Énoncé A
Selon l'article sur les Frères musulmans en Égypte, quel montant d'aide militaire l'Administration de Barack Obama a-t-elle reconduit en mai 2013 ?
Énoncé B
Rédigez, s'il vous plaît, la suite de l'article sur les Frères musulmans en Égypte en partant de sa dernière phrase.
=== Extrait du texte ===
Opinion
Egypte: Les Frères
musulmans au service de la bourgeoisie
Mohamed
Belaali
Mardi 18 juin 2013
«Moubarak est le père de tous les
Egyptiens»
Mohamad Badie guide suprême des Frères
musulmans (1).
Depuis l'arrivée de Mohamed
Morsi au pouvoir en juin 2012 (2), la
résistance aux Frères musulmans et aux
salafistes leurs alliés se poursuit et
s'amplifie. La police et les
milices des Frères ne font désormais
plus peur aux contestataires. Grèves,
manifestations pacifiques et
affrontements violents se produisent
régulièrement un peu partout en Égypte.
Les manifestants accusent les Frères
musulmans d'avoir confisqué et trahi la
révolution qu'ils n'ont, par ailleurs,
jamais vraiment acceptée. Rappelons pour
mémoire que la Confrérie a refusé de
participer à la grande manifestation
populaire du 25 janvier 2011 qui a forcé
Moubarak, dix huit jours après, à
quitter le pouvoir le 11 février. Entre
la population et le régime, la rupture
est totale. Les masses opprimées
égyptiennes se sont vite rendues compte
que ni l'armée, ni les Frères musulmans
ne servent leurs intérêts. Bien au
contraire, ces deux pouvoirs, comme
celui de Moubarak et de Sadate, sont au
service des classes possédantes
égyptiennes et de l'impérialisme
américain. En Égypte, le processus
révolutionnaire est loin d'être
terminé(3).
En
quelques mois seulement, trois
secrétaires d’État américains se sont
rendus en Égypte pour apporter leur
soutien à Morsi alors que celui-ci est
contesté dans tout le pays (4). En mai
2013, l'Administration de Barack Obama a
reconduit discrètement l'aide militaire
à l’Égypte (1,3 milliard de dollars).
Cette «aide» revêt aujourd'hui une
importance particulière. Les américains
savent que le rôle politique des
militaires est déterminant. L'armée
égyptienne reste pour eux le moyen le
plus sûr pour sauvegarder leurs intérêts
ainsi que ceux d'Israël. Rappelons que
le montant de cette «aide» a nettement
augmenté depuis la signature du traité
de paix avec Israël en 1979 concédé par
Sadate et non remis en cause par les
Frères musulmans.
De
son côté, le Fonds monétaire
international (FMI), bras financier de
Washington, presse le pouvoir égyptien à
accepter ses conditions comme, entre
autres, la suppression des subventions
aux produits de première nécessité en
échange d'un prêt de 4,8 milliards de
dollars. Le Qatar, satellite et
sous-traitant des américains, ne cesse
de déverser ses pétrodollars sur le
régime des Frères pour le sauver de la
colère populaire (5). L'Union
Européenne n'est pas avare non plus avec
la Confrérie:«
L'Union européenne et des
institutions financières associées ont
offert un montant de plus de cinq
milliards d'euros, ou plus de 6,5
milliards de dollars, en dons, prêts à
taux réduit et prêts pour la période
2012-2013 afin de soutenir la transition
démocratique en Egypte» affirmait
le président du Conseil européen Herman
Van Rompuy (6). Tous les pays
impérialistes petits et grands, d'une
manière ouverte ou dissimulée déploient
leurs efforts pour maintenir, vaille que
vaille, au pouvoir un régime contesté
par une grande partie de la population.
=== Données affichées ===
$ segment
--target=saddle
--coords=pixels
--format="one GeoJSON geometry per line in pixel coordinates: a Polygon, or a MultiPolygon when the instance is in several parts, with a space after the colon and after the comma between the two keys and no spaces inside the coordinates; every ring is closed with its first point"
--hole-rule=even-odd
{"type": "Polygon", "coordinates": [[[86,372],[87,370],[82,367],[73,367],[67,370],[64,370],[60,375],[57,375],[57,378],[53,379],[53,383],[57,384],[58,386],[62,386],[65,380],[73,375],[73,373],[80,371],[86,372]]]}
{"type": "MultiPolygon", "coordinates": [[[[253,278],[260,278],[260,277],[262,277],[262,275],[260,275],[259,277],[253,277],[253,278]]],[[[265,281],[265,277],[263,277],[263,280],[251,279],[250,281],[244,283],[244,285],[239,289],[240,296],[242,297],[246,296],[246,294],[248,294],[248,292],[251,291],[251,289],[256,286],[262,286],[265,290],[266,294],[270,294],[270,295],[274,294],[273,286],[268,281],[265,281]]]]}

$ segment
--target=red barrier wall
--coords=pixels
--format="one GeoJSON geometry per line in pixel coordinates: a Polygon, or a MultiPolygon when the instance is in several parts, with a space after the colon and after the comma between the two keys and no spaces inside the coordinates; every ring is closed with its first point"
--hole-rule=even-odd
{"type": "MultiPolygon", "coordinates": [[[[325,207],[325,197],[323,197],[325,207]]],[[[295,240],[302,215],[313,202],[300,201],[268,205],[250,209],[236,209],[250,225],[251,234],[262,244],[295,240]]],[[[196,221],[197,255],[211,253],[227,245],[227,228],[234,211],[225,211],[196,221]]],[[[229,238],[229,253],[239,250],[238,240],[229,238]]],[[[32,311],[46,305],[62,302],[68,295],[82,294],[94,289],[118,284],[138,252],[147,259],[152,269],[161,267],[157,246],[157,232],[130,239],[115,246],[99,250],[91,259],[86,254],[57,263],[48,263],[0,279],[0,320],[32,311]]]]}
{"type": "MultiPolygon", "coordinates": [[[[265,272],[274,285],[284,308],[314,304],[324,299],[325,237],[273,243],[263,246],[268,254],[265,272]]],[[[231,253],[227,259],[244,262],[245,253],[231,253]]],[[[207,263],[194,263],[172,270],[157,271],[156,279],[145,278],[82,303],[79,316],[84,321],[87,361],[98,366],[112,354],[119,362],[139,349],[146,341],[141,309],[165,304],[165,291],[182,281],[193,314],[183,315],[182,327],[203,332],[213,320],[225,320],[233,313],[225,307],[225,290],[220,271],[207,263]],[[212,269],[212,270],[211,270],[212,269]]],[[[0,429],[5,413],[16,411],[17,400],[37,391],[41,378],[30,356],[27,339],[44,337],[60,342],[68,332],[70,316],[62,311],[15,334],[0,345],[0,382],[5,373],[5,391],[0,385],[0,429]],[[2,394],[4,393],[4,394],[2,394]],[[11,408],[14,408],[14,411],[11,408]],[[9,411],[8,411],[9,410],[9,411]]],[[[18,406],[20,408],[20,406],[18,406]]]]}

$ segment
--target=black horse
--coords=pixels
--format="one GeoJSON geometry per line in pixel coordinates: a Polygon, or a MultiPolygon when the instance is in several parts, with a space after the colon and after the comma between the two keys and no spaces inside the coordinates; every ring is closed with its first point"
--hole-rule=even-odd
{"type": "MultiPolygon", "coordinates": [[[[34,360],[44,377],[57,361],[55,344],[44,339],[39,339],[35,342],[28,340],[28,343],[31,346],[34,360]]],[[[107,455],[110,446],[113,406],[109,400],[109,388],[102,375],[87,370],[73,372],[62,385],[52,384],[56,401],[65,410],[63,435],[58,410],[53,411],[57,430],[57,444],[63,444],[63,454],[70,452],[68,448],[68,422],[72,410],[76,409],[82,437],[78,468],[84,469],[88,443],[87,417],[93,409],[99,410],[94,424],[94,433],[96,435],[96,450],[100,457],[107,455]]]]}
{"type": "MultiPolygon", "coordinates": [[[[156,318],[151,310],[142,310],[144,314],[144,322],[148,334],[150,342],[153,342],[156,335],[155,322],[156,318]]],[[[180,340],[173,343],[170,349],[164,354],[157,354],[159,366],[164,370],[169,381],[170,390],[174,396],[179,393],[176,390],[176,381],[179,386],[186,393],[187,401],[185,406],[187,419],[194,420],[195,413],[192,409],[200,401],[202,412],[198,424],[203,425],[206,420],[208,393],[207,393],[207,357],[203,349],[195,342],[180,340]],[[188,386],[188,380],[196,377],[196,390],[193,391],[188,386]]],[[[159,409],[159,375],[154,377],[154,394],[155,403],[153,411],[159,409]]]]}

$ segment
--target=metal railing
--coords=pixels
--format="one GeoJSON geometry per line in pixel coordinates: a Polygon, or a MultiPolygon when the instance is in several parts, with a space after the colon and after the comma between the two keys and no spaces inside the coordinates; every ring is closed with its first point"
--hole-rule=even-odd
===
Résultat final A
1,3 milliard de dollars.

Résultat final B
Les
pays capitalistes qui ont brisé l'élan
et la vitalité admirables des
soulèvements populaires dans le monde
arabe, soutiennent aujourd'hui par tous
les moyens la confrérie des Frères
musulmans ennemis du changement et du
progrès. Les pays impérialistes menés
par les États-Unis sont, dans une large
mesure, responsables du maintien au
pouvoir des tyrans arabes anciens et
nouveaux. Leurs intérêts sont
profondément incompatibles avec ceux des
peuplesde cette région du monde
qui n'aspirent qu'à se débarrasser de
ces despotes d'un autre âge. Chaque
révolte, chaque soulèvement réellement
populaire est, directement ou
indirectement, réprimé dans le sang. Le
cas de Bahreïn est exemplaire à cet
égard (7). Mais Bahreïn n'est que
l'arbre qui cache la forêt. Combien de
révoltes ont été brisées en Arabie
Saoudite (8), en Jordanie, au Yémen, à
Oman, au Koweït etc.? Les premières
révoltes populaires et pacifiques en
Libye et en Syrie ont été transformées
par l'intervention impérialiste en
guerre civile. Des mercenaires et des
forces obscurantistes ont été armés,
entraînés, financés et soutenus
médiatiquement par l'occident
capitaliste pour renverser les régimes
en place. Les Frères musulmans, qui
soutiennent les «rebelles» syriens,
viennent de rompre toute relation
diplomatique avec Damas. Morsi a même
appelé «la communauté internationale» à
mettre en place une zone d'exclusion
aérienne au-dessus de la Syrie! Leurs
positions se confondent ainsi avec
celles des États-Unis et de ses
satellites locaux comme l'Arabie
saoudite, le Qatar ou encore la Turquie.
Dans
le cas de la Libye, il a fallu une
intervention militaire directe de
l'OTAN, bras armé de l'impérialisme,
pour renverser le régime de Kadhafi.
«L'intervention
impérialiste en Libye a fait des
dizaines de milliers de victimes
innocentes. Elle a détruit l'essentiel
de l'infrastructure économique du pays.
Elle a brisé l'unité de la nation
libyenne. L'impérialisme américain et
son supplétif européen ont imposé au
peuple libyen par la violence un pouvoir
sans légitimité aucune, mais qui leur
est totalement soumis»
(9).
Le
soulèvement populaire en Égypte, s'il a
écarté Moubarak du pouvoir, n'a pas
réussi à renverser son régime. Les
Frères musulmans ont repris tel quel
l'appareil répressif d’État et le font
fonctionner pour leur propre compte afin
de sauvegarder les intérêts des classes
dominantes et de l'impérialisme
américain leur protecteur. Les
structures économiques, sociales et
politiques sont, à quelques inflexions
près, restées les mêmes. Le régime se
régénère et se reproduit avec une
rhétorique différente dans une situation
différente. La tête de Morsi a remplacé
celle de Moubarak au sommet de l’État.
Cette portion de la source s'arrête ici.